Exercise directions
Show every line from the entries that follow which holds the word "teeth".
━━━━━ Records provided ━━━━━
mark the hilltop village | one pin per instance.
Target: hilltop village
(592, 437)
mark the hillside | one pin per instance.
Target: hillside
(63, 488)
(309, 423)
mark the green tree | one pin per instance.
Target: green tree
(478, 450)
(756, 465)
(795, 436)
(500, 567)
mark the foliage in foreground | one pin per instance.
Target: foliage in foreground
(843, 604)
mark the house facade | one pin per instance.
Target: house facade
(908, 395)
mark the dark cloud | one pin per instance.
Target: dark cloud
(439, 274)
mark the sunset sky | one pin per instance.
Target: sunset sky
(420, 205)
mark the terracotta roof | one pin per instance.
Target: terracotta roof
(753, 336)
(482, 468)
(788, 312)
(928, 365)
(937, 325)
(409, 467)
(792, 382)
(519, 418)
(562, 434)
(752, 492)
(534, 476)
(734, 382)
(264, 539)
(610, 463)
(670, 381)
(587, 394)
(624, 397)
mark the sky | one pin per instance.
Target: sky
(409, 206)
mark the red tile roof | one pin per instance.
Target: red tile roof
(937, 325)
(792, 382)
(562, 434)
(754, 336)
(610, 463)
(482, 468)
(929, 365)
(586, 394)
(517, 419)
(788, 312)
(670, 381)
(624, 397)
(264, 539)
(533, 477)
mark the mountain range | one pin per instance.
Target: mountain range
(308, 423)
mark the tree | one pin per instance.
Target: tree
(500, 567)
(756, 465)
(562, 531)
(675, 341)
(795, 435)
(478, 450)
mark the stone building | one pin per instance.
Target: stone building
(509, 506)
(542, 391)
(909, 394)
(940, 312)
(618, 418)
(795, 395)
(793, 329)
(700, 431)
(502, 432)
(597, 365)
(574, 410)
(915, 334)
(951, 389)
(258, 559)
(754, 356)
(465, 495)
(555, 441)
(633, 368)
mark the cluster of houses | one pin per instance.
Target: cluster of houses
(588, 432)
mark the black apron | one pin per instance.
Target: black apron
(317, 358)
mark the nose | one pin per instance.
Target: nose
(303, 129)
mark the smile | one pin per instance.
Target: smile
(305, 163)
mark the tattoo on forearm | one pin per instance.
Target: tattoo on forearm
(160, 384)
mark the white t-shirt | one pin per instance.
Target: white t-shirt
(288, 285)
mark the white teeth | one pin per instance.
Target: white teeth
━━━━━
Response to this task
mark the white teeth | one pin per instance.
Target: white teeth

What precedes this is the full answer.